*ASSIGNMENT*: Please copy the stretch of the BMF project text from "Dutch Ministry of" through "key affected populations.", renaming "Sustainable Development Goals" to "Global Goals".

*PROVIDED PASSAGE*:
Dutch Ministry of Foreign Affairs
The Building Models for the Future project (BMF) aims to improve TB and HIV prevention and care in line with the Global End TB Strategy, the Sustainable Development Goals (SDGs) and the Fast-Track Strategy to End AIDS. The project focuses on system-related barriers to quality of care in the non-governmental and private health care delivery sectors, and to remove human rights and gender related access barriers to TB and HIV care and prevention. The aim is to ensure access to affordable quality care for vulnerable and marginalized key affected populations.
The BMF project was set to close in 2019. This has been a successful end-of-project year for the BMF project. The models developed in Kazakhstan, the Philippines and Nigeria transitioned to each respective government. In all three countries we were able to support effective partnerships between the governments/public sector, private health care providers and key populations. The quality and accessibility of services in the non-public sector improved. In each country, the BMF partnership had a different focus.
In Kazakhstan, we created partnerships between private health facilities and local NGOs. The NGOs cater to a number of different patient support needs, e.g. legal and socio-psychological support. In the Philippines, networks of different private providers were established with faith-based, mall-based, hospitals and private clinics referring and supporting each other. In Nigeria, quality parameters and digital innovations have brought government stakeholders and private facilities closer together and form the basis for facility accreditation.

*SUPPLIED INFORMATION*:
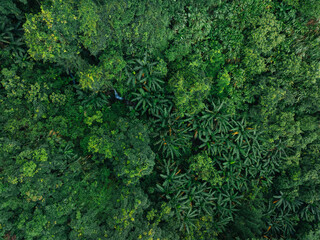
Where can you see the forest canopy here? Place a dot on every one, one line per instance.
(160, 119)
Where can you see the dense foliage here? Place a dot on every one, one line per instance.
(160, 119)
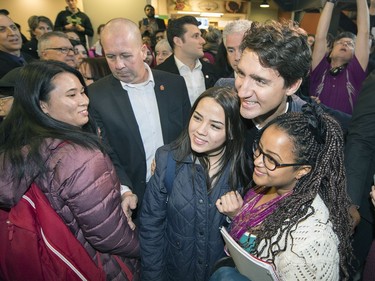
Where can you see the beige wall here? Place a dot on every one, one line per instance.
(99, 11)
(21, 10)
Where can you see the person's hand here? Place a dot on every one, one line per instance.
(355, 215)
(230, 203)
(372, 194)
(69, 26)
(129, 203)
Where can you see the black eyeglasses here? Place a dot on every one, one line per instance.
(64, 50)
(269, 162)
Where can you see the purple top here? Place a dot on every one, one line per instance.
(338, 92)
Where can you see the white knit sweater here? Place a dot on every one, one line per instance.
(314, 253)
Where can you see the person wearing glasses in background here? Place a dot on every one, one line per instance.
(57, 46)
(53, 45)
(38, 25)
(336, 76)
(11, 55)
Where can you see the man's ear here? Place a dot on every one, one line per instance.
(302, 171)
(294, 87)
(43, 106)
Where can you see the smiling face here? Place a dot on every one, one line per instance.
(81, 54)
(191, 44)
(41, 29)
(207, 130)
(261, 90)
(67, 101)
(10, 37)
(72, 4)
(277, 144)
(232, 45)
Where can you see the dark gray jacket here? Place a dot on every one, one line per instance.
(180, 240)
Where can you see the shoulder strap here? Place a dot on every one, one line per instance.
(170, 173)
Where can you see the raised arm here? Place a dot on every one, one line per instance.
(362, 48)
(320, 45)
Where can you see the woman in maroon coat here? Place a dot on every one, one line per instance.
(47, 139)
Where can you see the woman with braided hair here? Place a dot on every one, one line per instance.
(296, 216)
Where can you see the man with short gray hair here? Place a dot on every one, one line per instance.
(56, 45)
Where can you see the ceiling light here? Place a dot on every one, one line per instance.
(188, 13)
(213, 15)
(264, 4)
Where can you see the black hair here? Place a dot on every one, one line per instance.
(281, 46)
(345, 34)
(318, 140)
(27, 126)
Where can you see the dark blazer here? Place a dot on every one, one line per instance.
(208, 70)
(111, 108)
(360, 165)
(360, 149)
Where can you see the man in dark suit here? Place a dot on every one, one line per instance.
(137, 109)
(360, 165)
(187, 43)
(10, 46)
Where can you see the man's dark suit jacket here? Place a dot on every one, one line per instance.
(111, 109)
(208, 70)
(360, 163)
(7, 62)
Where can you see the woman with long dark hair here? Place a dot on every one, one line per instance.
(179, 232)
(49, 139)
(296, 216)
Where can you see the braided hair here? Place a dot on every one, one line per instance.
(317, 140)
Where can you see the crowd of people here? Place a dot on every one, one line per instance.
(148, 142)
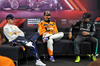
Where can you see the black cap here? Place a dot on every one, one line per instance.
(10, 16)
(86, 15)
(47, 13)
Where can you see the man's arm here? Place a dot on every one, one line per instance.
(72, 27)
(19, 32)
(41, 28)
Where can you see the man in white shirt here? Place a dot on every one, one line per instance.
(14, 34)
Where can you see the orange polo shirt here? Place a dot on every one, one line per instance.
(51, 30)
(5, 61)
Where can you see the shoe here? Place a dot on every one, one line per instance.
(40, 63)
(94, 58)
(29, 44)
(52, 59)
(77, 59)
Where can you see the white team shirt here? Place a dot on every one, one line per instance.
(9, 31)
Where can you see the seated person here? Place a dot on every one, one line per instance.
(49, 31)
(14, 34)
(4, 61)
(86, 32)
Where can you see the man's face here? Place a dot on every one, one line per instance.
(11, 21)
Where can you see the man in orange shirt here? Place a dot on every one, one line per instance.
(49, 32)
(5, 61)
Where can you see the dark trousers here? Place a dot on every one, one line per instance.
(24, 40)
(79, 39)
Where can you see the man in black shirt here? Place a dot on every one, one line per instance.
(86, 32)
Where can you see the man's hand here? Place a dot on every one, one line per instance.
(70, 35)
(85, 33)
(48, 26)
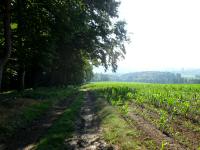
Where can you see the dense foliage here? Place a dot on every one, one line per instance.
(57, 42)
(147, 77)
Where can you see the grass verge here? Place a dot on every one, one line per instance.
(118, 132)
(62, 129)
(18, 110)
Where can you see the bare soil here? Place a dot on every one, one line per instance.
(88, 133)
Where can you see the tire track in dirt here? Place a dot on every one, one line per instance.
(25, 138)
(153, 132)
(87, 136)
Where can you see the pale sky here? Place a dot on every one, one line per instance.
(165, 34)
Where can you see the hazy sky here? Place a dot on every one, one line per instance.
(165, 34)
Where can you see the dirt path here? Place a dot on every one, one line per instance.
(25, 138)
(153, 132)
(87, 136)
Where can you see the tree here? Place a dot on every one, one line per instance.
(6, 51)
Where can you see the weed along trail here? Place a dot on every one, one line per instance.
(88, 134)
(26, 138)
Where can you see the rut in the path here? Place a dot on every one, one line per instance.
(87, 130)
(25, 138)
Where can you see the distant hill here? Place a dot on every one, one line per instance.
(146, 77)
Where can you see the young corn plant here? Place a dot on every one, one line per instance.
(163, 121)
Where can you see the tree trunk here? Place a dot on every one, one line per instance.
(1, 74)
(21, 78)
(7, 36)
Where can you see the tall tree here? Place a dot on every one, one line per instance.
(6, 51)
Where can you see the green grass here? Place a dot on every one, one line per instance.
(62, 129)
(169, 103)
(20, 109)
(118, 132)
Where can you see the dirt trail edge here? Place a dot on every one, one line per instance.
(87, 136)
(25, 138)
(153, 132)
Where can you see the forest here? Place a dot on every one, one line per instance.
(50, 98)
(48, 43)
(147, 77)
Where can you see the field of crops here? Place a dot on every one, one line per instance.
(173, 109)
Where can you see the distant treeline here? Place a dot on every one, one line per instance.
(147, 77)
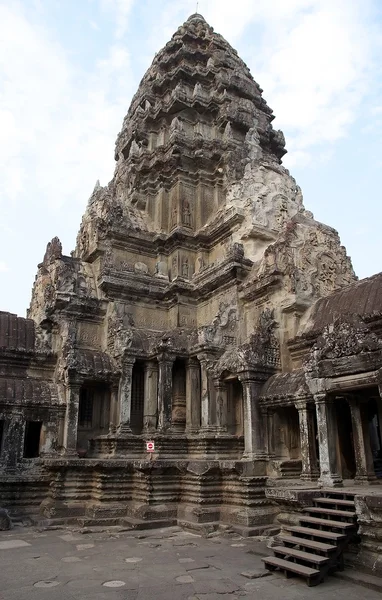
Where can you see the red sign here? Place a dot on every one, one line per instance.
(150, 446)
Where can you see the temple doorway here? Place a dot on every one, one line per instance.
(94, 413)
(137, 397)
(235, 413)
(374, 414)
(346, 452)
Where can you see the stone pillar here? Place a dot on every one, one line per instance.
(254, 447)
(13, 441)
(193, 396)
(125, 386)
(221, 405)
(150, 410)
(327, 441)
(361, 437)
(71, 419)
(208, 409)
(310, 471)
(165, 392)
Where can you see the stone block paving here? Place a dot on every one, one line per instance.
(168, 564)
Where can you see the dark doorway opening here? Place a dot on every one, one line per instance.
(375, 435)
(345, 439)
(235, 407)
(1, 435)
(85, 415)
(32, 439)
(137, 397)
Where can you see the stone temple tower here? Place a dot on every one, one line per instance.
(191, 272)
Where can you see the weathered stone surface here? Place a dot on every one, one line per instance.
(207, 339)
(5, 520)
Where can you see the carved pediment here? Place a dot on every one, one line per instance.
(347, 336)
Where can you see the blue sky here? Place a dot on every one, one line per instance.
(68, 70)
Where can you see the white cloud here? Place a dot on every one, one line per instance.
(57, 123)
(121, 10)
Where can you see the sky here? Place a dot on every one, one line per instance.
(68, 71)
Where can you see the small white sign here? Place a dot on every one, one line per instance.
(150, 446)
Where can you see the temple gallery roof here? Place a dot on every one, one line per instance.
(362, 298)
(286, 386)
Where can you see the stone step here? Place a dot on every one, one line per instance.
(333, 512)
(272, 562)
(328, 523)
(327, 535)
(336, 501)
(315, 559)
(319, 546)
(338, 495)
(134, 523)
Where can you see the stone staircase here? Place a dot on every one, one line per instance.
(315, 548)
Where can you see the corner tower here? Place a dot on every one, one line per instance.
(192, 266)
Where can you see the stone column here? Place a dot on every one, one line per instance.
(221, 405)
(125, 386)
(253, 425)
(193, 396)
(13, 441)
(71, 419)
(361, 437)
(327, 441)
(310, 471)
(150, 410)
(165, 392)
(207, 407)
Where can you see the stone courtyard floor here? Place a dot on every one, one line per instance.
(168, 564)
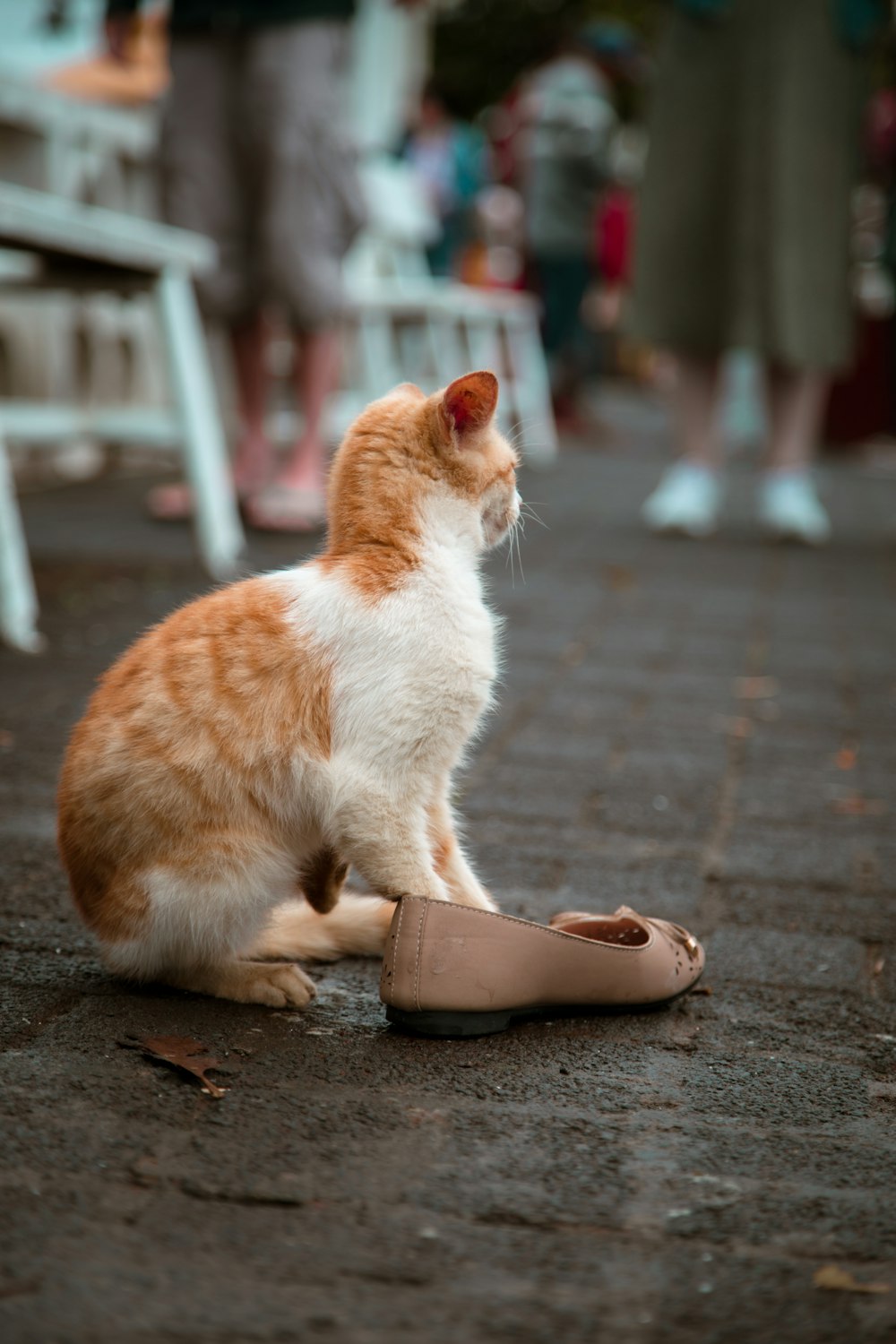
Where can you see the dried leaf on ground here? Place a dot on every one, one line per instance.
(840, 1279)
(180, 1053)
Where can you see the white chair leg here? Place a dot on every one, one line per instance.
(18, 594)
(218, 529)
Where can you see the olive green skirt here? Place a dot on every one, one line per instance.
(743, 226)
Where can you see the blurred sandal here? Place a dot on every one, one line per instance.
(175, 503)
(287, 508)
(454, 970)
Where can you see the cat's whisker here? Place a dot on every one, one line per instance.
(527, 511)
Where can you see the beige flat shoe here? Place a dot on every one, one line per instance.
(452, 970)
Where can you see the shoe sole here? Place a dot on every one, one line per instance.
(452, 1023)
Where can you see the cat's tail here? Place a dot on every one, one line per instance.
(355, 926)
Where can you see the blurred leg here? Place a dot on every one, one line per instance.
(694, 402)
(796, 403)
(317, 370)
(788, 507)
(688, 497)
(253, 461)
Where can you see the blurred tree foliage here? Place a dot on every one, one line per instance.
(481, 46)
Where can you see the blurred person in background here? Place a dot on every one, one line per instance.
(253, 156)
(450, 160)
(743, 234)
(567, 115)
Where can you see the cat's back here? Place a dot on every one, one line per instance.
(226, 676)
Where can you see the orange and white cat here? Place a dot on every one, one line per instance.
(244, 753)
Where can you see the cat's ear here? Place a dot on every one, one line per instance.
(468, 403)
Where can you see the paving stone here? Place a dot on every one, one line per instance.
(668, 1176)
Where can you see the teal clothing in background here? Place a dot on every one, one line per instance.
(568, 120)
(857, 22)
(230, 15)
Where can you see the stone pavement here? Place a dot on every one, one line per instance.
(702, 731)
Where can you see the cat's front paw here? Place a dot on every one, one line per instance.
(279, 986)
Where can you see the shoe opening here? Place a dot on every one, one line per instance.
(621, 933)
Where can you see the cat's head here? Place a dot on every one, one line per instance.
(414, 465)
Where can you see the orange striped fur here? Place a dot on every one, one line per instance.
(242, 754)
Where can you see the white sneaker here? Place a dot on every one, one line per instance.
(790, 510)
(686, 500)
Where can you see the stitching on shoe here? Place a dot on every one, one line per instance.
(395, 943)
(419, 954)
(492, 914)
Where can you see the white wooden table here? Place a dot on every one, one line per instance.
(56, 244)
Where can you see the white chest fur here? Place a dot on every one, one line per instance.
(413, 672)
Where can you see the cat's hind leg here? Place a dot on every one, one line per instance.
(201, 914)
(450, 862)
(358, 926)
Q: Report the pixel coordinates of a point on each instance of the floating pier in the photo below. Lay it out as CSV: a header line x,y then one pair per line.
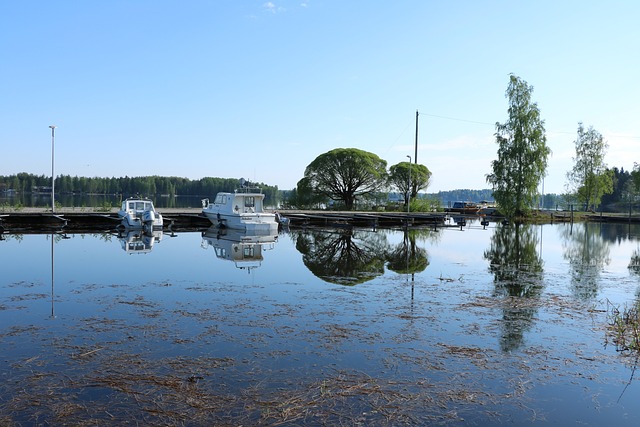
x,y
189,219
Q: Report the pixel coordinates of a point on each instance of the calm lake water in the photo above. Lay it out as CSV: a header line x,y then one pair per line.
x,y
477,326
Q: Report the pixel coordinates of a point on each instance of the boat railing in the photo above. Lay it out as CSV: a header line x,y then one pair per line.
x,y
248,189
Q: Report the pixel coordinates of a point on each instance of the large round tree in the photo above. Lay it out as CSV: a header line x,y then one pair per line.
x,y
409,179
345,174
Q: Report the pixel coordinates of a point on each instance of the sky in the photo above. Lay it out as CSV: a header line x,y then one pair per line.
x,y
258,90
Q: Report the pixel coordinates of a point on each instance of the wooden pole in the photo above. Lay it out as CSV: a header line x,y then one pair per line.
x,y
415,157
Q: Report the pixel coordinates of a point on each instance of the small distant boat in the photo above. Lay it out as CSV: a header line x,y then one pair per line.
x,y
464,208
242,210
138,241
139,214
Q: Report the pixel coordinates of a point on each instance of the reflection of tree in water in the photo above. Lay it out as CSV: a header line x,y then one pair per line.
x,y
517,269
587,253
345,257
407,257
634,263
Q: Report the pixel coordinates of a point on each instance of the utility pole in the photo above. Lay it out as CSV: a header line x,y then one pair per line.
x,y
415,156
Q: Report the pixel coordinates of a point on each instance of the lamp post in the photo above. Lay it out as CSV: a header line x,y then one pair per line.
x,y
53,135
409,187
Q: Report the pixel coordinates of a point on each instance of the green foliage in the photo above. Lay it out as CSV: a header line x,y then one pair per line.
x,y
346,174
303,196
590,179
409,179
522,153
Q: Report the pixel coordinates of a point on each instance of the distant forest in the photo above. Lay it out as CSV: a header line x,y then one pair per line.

*FINAL ANSWER*:
Dutch Ministry of Foreign Affairs
The Building Models for the Future project (BMF) aims to improve TB and HIV prevention and care in line with the Global End TB Strategy, the Global Goals (SDGs) and the Fast-Track Strategy to End AIDS. The project focuses on system-related barriers to quality of care in the non-governmental and private health care delivery sectors, and to remove human rights and gender related access barriers to TB and HIV care and prevention. The aim is to ensure access to affordable quality care for vulnerable and marginalized key affected populations.